- Exercise details -
Render the listing below as a JSON array of strings, with one string for each line and blank lines omitted.

════

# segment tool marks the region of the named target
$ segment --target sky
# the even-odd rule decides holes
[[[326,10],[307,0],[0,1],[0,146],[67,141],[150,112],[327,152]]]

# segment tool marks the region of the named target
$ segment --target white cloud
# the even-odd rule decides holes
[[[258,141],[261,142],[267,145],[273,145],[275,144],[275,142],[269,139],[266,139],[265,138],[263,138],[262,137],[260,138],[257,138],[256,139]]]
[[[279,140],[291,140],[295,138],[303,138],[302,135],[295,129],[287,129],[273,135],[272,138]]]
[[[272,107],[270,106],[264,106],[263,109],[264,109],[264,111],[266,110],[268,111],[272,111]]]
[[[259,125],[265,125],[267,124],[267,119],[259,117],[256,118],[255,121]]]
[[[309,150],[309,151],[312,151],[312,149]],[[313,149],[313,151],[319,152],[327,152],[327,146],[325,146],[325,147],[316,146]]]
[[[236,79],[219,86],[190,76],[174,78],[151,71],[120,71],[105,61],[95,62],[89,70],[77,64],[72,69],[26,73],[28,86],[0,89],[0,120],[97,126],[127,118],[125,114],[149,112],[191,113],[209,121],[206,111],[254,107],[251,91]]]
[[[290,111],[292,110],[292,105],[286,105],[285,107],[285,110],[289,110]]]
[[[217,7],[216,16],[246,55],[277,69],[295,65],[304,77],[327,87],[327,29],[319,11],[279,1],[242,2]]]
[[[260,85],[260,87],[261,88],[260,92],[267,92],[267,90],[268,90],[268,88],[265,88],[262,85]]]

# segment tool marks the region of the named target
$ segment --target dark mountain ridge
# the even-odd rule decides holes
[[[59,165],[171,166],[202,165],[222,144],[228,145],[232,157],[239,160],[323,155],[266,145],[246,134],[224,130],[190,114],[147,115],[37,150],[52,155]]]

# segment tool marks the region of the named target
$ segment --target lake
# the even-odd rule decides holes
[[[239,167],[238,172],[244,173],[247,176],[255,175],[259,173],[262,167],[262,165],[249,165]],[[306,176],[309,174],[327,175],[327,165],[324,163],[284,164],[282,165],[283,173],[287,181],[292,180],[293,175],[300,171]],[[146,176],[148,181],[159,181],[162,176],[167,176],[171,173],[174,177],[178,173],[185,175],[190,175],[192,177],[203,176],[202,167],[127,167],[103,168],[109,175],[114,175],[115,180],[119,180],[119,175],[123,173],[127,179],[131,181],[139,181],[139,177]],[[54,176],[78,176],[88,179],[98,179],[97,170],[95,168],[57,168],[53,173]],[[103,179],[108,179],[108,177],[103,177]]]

════

- Solution for this exercise -
[
  "# segment tool marks the region of the named target",
  "$ segment --target sky",
  "# the even-odd rule decides holes",
  "[[[326,10],[307,0],[0,1],[0,146],[67,141],[150,112],[327,152]]]",
  "# segment tool marks the region of the named target",
  "$ segment --target white cloud",
  "# the even-odd rule decides holes",
  "[[[258,141],[261,142],[267,145],[273,145],[275,144],[275,142],[269,139],[266,139],[265,138],[263,138],[262,137],[260,138],[257,138],[256,139]]]",
  "[[[279,140],[291,140],[295,138],[303,138],[302,135],[295,129],[287,129],[273,135],[272,138]]]",
  "[[[272,107],[270,106],[264,106],[263,109],[264,109],[264,111],[266,110],[268,111],[272,111]]]",
  "[[[259,125],[265,125],[267,124],[267,119],[259,117],[256,118],[255,121]]]",
  "[[[309,150],[309,151],[312,151],[312,149]],[[313,149],[313,151],[319,152],[327,152],[327,146],[325,146],[325,147],[316,146]]]",
  "[[[236,79],[219,86],[190,76],[174,78],[151,71],[120,71],[105,61],[95,62],[89,70],[77,64],[72,69],[26,73],[28,86],[0,89],[0,120],[97,126],[127,118],[125,114],[149,112],[191,113],[209,121],[206,111],[254,107],[251,91]]]",
  "[[[290,111],[292,110],[292,105],[286,105],[285,107],[285,110],[289,110]]]",
  "[[[217,7],[216,16],[246,55],[277,69],[295,65],[304,77],[327,87],[327,29],[319,11],[279,1],[242,2]]]",
  "[[[260,85],[260,87],[261,88],[260,92],[267,92],[267,90],[268,90],[268,88],[265,88],[262,85]]]",
  "# segment tool marks the region of the named target",
  "$ segment --target dark mountain ridge",
  "# the even-odd rule decides holes",
  "[[[59,165],[171,166],[202,165],[222,144],[228,145],[232,157],[239,160],[323,155],[266,145],[246,134],[224,130],[190,114],[147,115],[37,150],[52,155]]]",
  "# segment tool marks the region of the named target",
  "$ segment --target lake",
  "# the even-odd rule decides holes",
  "[[[239,167],[238,172],[244,173],[247,176],[255,175],[259,173],[262,167],[262,165],[249,165]],[[306,176],[309,174],[327,175],[327,165],[324,163],[284,164],[282,165],[283,173],[287,181],[292,180],[293,175],[300,171]],[[146,176],[148,181],[159,181],[162,176],[167,176],[171,173],[174,177],[178,173],[185,175],[190,175],[192,177],[203,176],[202,167],[127,167],[103,168],[109,175],[114,175],[115,180],[119,180],[119,175],[123,173],[127,179],[131,181],[139,181],[139,177]],[[54,176],[78,176],[88,179],[98,179],[97,170],[95,168],[57,168],[53,173]],[[103,179],[108,179],[108,177],[103,177]]]"
]